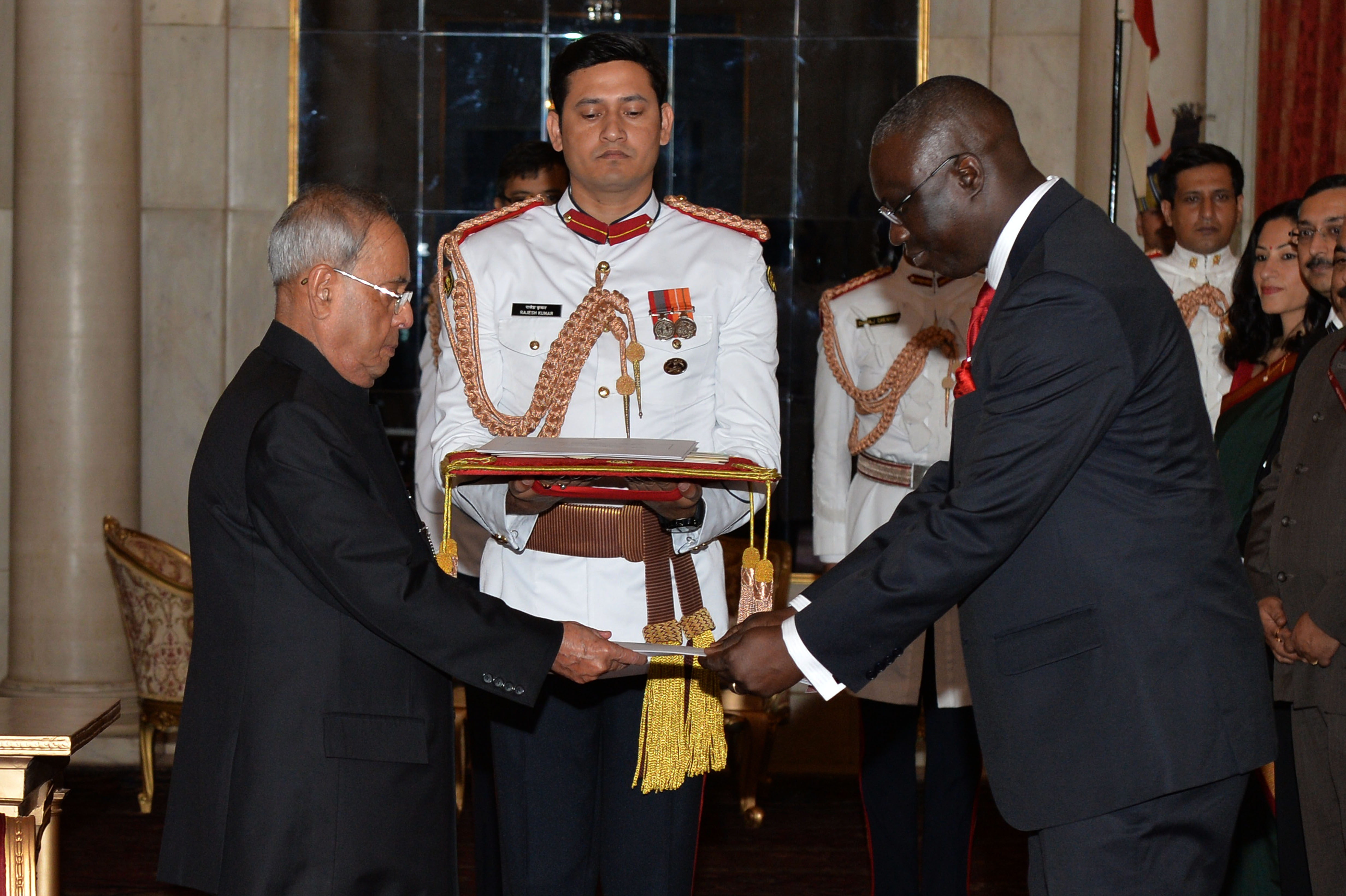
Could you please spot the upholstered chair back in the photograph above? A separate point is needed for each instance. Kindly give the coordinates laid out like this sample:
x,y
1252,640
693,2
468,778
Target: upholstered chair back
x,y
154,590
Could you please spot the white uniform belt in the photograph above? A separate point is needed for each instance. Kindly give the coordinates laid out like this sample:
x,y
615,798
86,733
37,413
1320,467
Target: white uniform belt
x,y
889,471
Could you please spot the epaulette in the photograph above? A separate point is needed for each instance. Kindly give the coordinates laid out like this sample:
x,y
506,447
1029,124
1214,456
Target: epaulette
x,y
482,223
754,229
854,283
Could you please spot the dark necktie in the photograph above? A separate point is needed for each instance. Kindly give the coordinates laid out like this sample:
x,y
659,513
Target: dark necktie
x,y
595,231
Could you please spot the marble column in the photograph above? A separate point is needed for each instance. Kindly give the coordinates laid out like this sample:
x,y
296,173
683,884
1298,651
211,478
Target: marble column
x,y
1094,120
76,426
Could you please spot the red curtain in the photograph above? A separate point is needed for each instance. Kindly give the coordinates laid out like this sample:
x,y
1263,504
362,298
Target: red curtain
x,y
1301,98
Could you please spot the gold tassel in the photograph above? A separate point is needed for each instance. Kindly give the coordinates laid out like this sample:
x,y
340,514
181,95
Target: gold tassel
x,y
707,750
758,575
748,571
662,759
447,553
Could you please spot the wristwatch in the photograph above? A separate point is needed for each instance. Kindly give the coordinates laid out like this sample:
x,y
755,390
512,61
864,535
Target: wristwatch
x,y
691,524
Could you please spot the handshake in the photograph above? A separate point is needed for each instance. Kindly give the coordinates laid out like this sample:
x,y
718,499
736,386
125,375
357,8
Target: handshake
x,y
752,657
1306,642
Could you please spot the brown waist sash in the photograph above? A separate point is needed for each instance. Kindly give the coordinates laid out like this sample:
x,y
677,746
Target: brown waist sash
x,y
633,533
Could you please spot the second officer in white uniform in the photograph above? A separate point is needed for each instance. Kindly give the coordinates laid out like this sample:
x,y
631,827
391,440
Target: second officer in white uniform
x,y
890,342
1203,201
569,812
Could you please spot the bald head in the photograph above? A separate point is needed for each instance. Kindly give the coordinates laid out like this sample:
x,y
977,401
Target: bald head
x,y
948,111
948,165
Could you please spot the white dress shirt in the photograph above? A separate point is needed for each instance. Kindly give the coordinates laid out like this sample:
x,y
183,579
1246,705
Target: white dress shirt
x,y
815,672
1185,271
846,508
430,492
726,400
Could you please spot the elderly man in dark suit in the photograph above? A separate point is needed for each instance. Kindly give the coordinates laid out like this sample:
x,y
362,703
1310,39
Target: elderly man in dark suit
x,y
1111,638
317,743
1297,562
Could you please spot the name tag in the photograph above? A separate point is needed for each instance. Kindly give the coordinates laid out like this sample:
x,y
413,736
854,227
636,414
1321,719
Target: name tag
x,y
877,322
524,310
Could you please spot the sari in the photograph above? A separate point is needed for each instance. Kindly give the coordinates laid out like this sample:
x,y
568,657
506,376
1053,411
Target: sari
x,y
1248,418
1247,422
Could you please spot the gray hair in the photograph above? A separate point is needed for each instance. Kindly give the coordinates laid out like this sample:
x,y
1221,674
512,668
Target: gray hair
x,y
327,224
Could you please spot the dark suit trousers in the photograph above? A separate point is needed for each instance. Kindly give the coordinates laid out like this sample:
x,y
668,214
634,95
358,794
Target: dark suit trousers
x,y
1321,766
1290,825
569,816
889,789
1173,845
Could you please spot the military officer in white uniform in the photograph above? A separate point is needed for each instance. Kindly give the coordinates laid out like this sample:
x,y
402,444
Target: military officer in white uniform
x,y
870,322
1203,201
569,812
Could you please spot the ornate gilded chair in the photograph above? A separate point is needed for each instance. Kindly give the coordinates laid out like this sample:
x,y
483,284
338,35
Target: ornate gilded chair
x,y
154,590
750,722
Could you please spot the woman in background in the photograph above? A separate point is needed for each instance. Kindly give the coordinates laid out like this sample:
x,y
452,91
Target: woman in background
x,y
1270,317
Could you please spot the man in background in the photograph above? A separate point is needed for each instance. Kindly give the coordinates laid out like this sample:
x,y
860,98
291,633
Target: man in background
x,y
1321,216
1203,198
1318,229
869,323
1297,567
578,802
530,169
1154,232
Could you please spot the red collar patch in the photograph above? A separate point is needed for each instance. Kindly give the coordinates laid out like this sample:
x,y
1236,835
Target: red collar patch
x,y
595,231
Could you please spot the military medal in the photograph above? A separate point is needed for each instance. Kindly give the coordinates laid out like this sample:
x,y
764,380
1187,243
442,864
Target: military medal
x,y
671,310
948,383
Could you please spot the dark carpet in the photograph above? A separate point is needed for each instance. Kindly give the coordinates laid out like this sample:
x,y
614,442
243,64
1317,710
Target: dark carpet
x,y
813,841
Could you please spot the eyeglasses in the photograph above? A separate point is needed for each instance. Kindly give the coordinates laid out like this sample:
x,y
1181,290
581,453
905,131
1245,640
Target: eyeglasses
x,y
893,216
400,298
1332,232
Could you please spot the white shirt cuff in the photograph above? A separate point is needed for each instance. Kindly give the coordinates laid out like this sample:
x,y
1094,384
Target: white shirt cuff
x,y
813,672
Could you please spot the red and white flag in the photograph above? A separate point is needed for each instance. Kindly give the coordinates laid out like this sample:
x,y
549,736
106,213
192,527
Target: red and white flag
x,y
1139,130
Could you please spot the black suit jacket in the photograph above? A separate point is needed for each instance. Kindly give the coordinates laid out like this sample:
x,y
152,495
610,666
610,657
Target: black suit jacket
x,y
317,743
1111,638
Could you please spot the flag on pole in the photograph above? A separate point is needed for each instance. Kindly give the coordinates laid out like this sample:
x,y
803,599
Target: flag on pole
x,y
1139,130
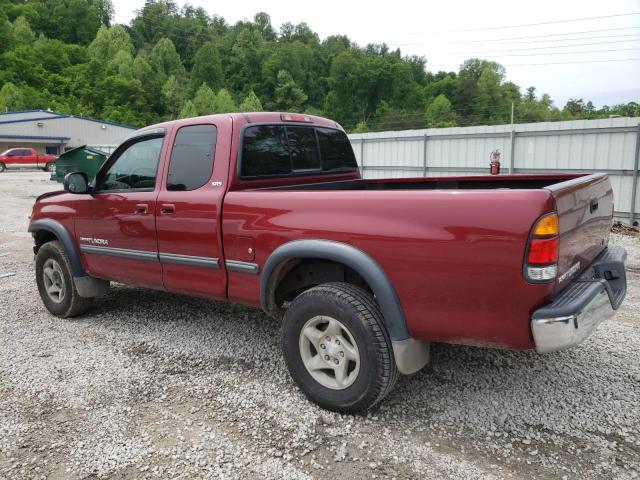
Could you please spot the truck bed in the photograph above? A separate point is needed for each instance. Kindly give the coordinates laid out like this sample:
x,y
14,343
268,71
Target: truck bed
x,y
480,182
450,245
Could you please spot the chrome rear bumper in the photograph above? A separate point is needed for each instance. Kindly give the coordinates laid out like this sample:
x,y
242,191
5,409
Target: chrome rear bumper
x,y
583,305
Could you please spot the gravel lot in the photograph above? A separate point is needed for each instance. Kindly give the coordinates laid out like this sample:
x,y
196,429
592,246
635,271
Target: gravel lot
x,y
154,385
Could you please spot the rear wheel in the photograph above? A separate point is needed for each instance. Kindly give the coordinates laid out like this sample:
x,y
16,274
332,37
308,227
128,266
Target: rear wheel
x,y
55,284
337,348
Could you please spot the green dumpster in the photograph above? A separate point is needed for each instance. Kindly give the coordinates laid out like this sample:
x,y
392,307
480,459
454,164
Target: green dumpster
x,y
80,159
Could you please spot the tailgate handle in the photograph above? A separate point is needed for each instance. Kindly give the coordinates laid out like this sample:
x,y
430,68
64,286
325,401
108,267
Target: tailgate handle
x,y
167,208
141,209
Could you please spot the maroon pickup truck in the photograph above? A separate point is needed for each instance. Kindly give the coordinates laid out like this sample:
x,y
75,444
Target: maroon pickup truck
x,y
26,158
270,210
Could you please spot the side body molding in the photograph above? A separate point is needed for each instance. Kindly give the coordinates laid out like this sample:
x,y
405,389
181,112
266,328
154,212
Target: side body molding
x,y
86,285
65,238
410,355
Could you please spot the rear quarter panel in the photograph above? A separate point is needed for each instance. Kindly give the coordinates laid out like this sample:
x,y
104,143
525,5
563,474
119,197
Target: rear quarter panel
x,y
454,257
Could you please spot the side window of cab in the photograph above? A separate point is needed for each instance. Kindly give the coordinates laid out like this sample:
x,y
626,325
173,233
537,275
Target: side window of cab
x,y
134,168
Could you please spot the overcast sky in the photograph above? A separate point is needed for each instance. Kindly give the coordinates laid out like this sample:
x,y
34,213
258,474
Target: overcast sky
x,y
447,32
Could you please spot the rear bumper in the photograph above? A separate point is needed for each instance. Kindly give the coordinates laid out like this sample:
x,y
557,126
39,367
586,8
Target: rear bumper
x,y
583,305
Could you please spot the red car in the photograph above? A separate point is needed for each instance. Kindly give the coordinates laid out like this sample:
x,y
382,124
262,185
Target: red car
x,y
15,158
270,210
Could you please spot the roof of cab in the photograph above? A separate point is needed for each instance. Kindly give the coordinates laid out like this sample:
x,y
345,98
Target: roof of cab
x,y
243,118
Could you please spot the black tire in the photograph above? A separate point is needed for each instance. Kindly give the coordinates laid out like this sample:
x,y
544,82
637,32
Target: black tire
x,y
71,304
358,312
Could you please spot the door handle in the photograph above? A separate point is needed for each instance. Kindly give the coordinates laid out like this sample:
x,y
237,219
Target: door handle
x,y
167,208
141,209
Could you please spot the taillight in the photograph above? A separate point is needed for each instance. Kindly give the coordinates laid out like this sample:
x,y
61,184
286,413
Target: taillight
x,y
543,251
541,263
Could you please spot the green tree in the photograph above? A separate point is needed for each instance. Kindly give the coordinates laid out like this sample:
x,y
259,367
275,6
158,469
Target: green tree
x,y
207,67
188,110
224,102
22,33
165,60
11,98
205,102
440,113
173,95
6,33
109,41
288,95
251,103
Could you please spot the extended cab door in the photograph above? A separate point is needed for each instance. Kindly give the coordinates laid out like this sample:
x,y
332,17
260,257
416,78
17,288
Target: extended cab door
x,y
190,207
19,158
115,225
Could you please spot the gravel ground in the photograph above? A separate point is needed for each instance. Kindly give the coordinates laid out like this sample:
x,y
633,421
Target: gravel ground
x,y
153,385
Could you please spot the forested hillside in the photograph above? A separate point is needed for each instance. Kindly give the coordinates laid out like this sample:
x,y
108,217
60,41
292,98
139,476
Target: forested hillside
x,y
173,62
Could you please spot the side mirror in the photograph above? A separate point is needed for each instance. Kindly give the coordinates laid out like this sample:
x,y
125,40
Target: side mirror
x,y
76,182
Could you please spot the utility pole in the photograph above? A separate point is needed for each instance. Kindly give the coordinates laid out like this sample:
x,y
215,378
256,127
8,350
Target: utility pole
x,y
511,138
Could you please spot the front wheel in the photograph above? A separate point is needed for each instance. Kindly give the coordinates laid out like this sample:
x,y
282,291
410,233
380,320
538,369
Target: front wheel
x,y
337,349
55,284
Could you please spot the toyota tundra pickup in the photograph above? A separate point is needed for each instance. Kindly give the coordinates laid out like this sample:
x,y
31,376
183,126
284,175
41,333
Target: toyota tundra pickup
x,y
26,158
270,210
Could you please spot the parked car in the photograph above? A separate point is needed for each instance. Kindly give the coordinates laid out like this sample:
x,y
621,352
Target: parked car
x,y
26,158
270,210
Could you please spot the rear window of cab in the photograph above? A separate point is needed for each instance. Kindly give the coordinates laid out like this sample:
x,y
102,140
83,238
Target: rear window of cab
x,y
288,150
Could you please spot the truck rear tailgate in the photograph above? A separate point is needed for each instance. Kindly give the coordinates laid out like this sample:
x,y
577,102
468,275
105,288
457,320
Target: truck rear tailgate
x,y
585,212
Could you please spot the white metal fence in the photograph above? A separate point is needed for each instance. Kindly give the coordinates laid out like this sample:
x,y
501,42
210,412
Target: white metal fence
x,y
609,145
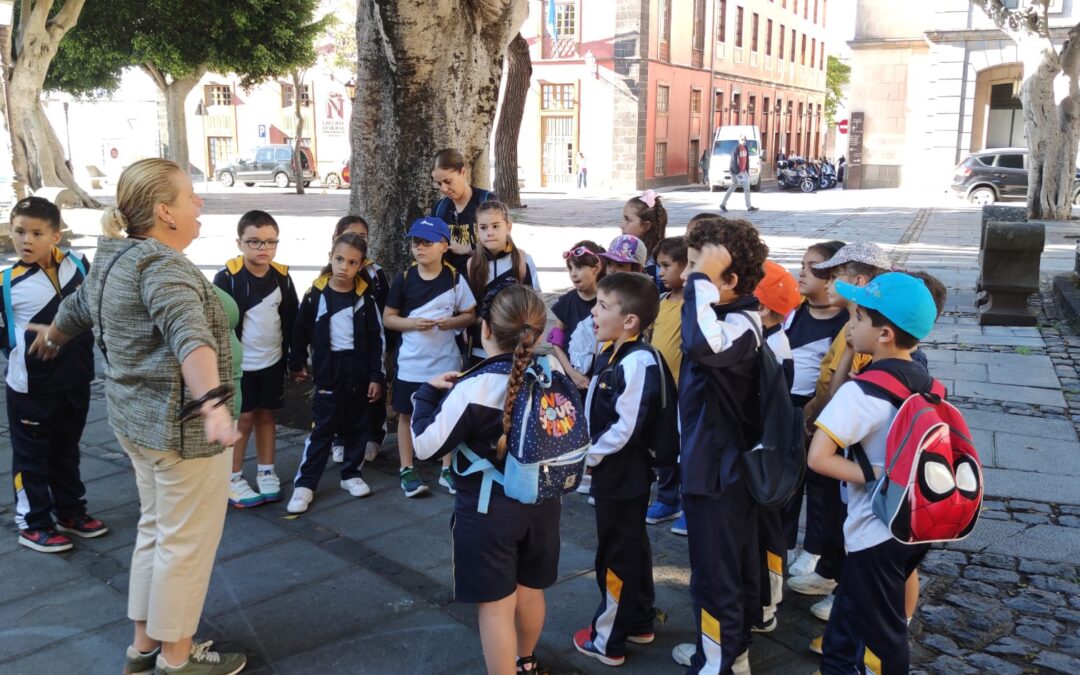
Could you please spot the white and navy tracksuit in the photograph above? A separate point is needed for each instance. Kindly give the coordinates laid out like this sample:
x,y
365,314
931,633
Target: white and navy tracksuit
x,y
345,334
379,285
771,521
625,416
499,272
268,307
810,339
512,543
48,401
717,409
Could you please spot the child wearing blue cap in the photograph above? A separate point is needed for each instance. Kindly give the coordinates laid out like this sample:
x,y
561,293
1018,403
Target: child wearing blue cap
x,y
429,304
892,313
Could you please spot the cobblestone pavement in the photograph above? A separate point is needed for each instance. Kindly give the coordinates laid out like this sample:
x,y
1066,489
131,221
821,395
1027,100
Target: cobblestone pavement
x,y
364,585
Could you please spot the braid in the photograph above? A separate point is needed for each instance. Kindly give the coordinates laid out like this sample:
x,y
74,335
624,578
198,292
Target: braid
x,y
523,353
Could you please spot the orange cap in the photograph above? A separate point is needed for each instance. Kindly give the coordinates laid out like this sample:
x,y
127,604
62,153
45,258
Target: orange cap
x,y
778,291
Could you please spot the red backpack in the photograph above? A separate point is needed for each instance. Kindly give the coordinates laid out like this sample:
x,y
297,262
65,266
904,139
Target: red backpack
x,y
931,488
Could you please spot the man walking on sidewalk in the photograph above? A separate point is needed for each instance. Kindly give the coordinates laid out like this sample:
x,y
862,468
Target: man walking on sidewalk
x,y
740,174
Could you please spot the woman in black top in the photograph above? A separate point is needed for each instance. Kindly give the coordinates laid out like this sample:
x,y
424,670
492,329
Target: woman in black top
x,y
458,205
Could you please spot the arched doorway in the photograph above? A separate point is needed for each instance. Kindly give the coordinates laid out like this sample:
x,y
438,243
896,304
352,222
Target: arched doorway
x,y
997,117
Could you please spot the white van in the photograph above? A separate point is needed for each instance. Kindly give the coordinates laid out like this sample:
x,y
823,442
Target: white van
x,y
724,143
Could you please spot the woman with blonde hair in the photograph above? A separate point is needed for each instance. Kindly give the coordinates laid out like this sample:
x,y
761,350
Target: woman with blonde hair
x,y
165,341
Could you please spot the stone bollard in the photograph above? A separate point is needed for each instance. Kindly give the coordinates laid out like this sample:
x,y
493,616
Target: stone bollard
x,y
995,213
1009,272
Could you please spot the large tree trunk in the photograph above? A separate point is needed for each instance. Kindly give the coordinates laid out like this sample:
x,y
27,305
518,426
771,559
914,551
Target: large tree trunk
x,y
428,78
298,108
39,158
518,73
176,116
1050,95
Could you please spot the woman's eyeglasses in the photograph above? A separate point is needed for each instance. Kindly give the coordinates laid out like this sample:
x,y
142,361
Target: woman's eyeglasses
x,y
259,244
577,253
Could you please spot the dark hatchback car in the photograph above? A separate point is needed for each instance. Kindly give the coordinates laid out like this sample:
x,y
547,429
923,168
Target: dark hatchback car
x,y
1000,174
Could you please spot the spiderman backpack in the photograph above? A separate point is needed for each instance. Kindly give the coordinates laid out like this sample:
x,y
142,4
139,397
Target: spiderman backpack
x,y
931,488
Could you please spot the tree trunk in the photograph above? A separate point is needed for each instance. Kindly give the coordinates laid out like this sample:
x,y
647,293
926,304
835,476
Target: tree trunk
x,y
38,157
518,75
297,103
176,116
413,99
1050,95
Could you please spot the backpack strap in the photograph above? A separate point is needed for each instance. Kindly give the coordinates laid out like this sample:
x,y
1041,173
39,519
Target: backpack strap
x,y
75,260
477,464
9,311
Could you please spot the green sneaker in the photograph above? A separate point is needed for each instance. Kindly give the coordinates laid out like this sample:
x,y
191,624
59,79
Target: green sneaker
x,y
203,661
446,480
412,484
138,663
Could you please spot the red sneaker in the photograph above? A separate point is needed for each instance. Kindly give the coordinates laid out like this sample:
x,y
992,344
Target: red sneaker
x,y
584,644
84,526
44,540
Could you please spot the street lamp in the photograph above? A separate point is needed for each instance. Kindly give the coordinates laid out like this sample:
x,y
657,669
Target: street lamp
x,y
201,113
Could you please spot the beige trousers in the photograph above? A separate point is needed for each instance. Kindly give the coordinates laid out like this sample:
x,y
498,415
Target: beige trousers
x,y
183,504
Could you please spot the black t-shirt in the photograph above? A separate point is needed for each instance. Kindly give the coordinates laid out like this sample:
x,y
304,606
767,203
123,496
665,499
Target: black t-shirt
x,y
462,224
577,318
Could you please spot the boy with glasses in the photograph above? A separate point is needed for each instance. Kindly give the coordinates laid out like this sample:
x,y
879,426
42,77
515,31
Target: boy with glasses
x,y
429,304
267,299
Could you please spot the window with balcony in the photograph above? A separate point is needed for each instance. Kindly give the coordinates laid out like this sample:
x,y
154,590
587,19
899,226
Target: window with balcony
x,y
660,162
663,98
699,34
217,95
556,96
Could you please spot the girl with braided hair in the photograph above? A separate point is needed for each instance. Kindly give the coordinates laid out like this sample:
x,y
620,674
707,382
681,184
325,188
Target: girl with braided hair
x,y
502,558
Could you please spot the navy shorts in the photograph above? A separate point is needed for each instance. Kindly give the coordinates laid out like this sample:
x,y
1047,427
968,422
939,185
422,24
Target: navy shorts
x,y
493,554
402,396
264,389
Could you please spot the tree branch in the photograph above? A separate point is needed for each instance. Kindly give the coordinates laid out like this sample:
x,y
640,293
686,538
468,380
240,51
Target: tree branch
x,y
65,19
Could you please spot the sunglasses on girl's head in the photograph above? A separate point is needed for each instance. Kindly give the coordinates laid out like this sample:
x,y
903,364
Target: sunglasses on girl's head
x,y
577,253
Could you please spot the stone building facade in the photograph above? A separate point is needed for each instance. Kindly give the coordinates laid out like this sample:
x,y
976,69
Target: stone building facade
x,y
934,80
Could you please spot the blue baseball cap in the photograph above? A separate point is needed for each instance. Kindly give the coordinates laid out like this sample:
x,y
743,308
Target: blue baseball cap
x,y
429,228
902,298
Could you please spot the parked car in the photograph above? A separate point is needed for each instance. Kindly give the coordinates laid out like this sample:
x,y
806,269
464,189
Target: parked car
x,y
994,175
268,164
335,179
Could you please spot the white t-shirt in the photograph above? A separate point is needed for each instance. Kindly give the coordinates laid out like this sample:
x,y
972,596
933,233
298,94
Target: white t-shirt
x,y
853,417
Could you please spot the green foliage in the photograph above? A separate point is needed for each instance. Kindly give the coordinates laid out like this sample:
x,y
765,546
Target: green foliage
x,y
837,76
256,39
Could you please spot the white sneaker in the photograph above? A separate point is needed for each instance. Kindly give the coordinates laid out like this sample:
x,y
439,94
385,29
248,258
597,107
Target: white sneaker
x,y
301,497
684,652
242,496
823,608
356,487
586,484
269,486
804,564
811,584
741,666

What this task involves:
Beginning at the line that holds "Could you please spot the green foliage", reproduce each line of the records above down to and including the last one.

Exercise solution:
Could you please spot the green foliage in the photograph above? A separate point is needed for each instance. Kindly give the coordinates laid out like this sample:
x,y
765,546
Target: green foliage
x,y
837,76
256,39
Could you please spot the white sneaker in the photograph above? A separate point is needed for each instance. Kindly give the coordinates laid out like this sample:
x,y
439,94
385,29
248,258
597,107
Target: white sneaker
x,y
301,497
684,652
242,496
823,608
356,487
586,484
269,486
804,564
811,584
741,666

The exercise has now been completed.